* Exercise aim *
Pull out each line below that contains the word "floor" and copy those lines in full.

--- BEGIN Data for this exercise ---

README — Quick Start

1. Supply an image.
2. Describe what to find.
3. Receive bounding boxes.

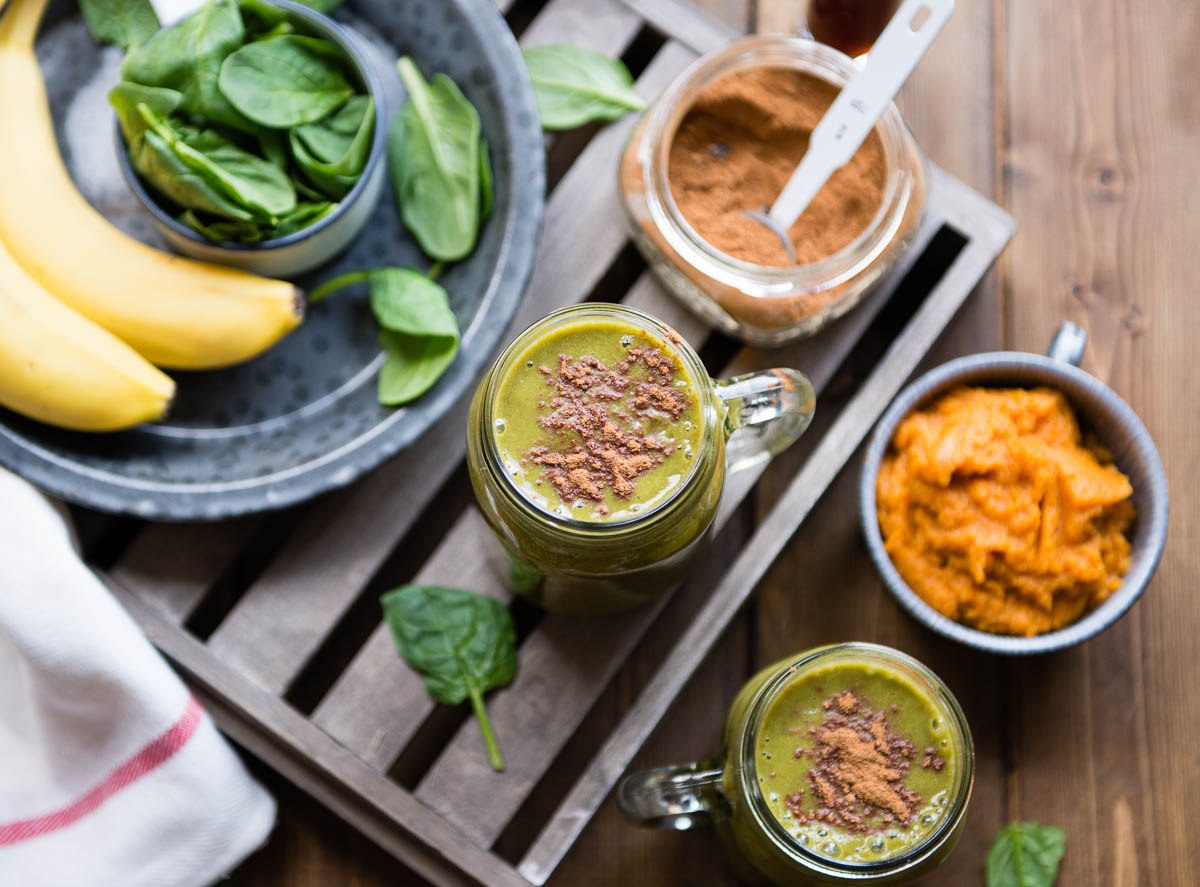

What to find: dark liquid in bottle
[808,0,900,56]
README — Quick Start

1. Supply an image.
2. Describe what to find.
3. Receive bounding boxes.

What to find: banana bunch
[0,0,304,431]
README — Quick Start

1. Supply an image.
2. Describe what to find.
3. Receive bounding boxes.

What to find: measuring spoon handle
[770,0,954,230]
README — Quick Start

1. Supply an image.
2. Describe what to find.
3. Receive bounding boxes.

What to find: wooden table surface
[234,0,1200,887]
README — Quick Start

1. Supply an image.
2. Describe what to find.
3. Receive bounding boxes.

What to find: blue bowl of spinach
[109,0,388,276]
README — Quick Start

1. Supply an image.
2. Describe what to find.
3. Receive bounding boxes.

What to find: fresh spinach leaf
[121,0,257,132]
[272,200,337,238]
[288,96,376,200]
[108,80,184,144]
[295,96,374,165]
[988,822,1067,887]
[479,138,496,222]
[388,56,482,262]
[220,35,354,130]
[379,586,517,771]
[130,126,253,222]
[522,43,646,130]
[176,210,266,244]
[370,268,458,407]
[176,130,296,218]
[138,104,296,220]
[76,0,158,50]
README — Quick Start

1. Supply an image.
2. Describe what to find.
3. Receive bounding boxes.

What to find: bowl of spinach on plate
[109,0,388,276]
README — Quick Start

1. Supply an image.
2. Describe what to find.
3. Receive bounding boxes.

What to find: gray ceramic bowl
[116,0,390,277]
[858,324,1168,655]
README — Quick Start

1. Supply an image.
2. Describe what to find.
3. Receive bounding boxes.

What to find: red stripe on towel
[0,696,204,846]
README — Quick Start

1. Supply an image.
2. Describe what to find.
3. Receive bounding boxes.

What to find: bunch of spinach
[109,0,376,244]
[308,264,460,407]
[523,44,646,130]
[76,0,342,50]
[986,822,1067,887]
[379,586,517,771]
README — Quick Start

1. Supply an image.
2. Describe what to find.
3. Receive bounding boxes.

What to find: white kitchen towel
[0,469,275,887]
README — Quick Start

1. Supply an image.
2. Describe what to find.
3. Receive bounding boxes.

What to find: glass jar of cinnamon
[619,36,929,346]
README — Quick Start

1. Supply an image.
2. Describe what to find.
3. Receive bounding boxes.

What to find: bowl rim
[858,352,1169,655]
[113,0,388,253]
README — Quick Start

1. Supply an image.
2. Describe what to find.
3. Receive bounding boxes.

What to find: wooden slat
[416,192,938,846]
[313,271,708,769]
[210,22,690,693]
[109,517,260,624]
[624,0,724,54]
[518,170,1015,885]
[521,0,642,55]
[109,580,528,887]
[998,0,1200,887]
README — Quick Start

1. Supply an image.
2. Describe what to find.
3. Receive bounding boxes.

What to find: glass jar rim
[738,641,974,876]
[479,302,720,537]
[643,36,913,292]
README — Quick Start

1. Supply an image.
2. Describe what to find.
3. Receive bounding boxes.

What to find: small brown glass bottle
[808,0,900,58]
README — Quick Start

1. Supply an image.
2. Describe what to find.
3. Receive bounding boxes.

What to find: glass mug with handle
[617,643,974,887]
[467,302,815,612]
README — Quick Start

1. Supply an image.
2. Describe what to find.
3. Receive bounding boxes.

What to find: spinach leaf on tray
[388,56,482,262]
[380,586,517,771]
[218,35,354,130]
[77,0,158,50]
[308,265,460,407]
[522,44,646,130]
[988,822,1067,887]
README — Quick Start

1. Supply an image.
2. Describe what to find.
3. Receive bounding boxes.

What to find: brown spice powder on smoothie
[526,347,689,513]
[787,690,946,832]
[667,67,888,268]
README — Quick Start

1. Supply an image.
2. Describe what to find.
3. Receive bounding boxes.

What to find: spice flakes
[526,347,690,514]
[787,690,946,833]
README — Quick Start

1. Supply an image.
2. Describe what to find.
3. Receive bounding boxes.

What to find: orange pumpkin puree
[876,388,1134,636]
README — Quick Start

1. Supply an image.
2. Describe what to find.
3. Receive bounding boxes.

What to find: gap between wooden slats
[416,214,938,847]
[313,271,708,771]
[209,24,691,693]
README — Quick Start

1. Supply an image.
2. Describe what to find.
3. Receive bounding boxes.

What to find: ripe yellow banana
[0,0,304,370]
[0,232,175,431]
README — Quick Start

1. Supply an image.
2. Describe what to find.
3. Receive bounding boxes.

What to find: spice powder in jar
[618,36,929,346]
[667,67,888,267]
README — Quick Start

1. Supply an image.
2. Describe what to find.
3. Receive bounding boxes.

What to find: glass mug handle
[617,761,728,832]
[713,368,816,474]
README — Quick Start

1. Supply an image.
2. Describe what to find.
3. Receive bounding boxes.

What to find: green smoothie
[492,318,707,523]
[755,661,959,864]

--- END Data for this exercise ---
--- BEGIN Data for this exercise ---

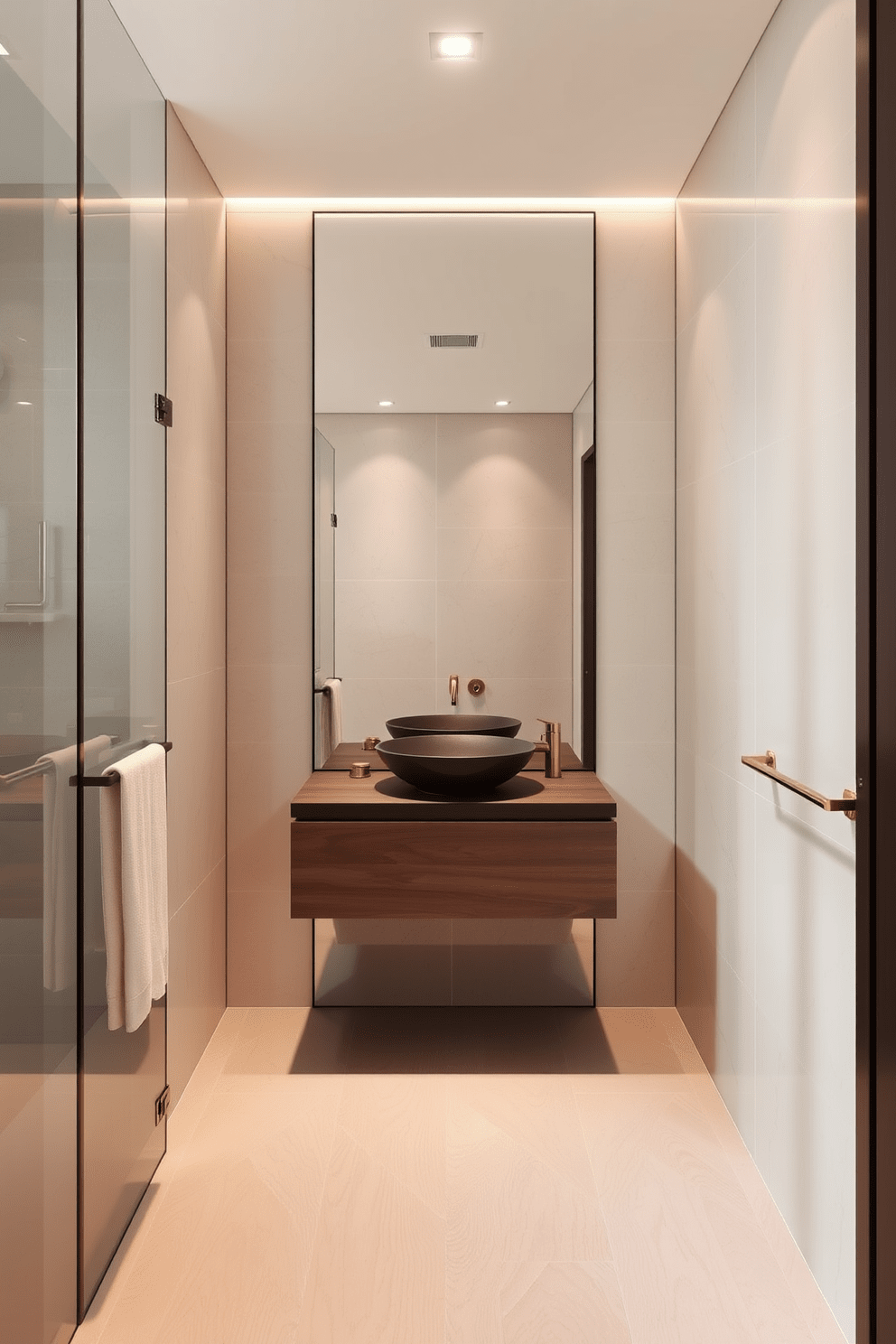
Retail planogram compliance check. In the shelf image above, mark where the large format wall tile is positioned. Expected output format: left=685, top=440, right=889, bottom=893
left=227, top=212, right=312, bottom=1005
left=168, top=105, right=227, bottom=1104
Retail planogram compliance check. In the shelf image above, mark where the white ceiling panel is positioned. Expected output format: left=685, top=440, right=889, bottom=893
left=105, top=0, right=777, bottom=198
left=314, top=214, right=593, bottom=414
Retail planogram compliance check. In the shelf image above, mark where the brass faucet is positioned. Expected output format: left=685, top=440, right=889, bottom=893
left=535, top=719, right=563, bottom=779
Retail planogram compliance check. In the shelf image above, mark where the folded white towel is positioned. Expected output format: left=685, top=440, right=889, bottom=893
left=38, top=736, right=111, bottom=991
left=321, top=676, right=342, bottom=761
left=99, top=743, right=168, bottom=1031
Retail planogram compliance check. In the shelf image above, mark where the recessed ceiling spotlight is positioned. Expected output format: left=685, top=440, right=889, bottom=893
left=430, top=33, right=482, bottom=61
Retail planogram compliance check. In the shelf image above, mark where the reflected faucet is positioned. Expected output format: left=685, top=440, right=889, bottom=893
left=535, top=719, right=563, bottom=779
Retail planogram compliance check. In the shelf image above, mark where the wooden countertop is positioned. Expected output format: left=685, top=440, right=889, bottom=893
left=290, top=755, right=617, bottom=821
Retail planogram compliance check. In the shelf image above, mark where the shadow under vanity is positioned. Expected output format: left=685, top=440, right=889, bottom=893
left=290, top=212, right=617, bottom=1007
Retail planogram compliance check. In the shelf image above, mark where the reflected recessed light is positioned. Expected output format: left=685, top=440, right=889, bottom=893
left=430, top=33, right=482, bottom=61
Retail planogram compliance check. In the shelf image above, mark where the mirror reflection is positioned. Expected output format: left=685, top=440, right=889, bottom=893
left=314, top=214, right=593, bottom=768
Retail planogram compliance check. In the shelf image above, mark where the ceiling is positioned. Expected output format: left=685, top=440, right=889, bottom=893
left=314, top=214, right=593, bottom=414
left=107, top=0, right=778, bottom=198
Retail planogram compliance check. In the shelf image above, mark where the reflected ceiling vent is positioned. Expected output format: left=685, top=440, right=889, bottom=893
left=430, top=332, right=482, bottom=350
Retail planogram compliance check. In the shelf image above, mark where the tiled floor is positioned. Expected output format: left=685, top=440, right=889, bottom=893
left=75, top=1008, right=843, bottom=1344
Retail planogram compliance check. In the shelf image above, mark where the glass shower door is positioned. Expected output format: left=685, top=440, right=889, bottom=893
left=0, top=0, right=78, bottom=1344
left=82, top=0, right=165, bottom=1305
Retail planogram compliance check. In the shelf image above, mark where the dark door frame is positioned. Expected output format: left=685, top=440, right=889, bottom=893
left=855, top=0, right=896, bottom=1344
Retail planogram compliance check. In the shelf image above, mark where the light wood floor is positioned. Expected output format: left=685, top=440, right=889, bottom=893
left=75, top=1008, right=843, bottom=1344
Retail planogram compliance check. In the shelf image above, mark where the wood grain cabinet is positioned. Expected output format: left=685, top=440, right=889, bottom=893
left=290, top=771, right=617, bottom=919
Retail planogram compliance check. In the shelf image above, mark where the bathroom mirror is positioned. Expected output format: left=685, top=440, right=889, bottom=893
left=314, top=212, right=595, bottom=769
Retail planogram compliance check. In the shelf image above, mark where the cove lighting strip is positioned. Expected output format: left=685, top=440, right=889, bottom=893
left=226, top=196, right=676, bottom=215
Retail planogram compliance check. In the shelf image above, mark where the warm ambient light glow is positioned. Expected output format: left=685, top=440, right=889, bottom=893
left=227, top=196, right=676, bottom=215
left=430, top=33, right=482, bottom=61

--- END Data for this exercise ---
--- BEGIN Data for this exercise ---

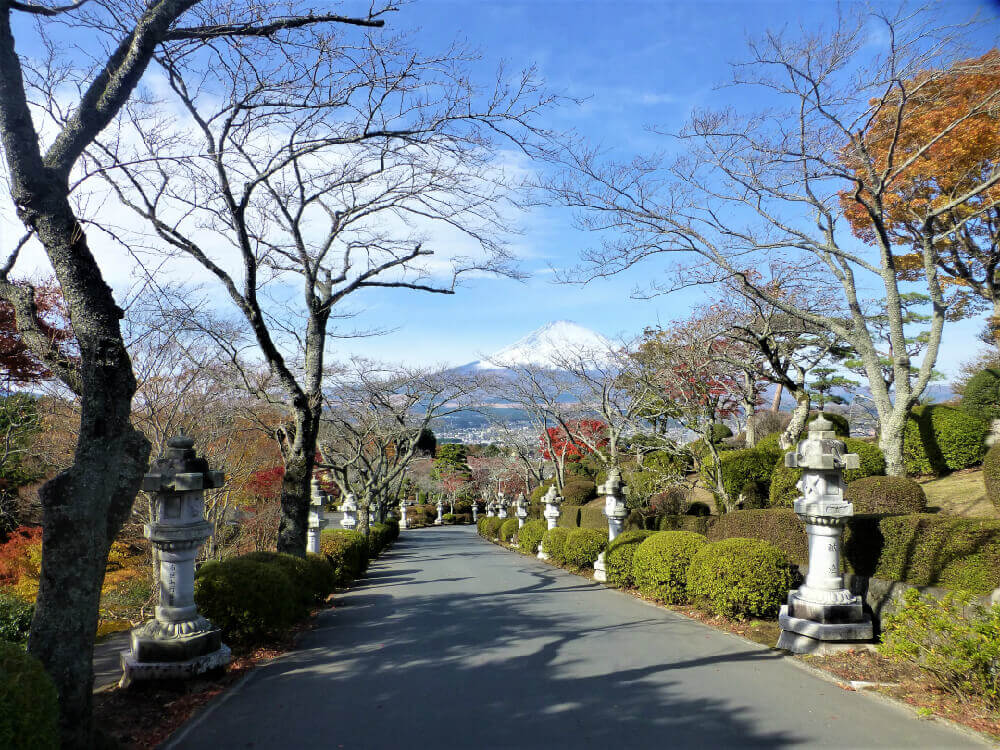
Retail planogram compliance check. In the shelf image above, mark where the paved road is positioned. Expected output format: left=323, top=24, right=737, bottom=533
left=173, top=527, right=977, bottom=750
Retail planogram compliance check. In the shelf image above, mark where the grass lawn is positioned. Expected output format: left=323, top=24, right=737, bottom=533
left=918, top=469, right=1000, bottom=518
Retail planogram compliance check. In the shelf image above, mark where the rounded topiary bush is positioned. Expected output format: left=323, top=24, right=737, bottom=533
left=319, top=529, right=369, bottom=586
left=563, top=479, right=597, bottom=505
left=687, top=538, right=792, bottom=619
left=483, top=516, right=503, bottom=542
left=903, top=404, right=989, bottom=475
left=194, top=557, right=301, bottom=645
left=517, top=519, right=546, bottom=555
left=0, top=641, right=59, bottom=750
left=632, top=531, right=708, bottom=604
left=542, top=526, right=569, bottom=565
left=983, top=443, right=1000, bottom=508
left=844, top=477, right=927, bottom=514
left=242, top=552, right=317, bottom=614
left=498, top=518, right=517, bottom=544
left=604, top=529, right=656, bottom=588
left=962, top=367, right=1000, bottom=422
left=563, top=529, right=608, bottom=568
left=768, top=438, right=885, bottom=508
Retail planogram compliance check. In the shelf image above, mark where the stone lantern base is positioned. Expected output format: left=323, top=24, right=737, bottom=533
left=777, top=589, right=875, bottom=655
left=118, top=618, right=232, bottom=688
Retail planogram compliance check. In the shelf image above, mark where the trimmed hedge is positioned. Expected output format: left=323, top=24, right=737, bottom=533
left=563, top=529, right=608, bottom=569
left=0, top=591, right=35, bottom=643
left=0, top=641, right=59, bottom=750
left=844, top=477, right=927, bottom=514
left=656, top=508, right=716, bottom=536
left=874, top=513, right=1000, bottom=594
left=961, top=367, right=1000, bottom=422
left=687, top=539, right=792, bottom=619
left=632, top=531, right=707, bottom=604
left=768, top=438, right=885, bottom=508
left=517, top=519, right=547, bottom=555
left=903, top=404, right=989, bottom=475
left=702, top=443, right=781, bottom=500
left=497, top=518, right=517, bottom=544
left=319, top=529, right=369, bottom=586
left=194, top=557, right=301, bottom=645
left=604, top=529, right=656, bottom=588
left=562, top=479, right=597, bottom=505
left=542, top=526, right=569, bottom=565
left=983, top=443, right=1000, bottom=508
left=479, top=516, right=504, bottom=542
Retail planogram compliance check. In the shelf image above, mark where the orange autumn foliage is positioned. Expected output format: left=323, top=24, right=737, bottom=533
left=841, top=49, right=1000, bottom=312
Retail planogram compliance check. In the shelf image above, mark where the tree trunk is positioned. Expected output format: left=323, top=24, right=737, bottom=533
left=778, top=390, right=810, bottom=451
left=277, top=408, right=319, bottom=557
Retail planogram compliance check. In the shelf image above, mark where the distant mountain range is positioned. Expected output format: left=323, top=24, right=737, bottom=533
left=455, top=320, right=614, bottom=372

--- END Data for this exercise ---

* Answer to the problem *
Retail planogram compliance check. In the shelf image above, mark where the tiled floor is positioned. Expected output format: left=685, top=440, right=889, bottom=893
Retail planogram compliance check. In the shelf image above, mark where the light wood floor is positioned. Expected output format: left=685, top=440, right=889, bottom=893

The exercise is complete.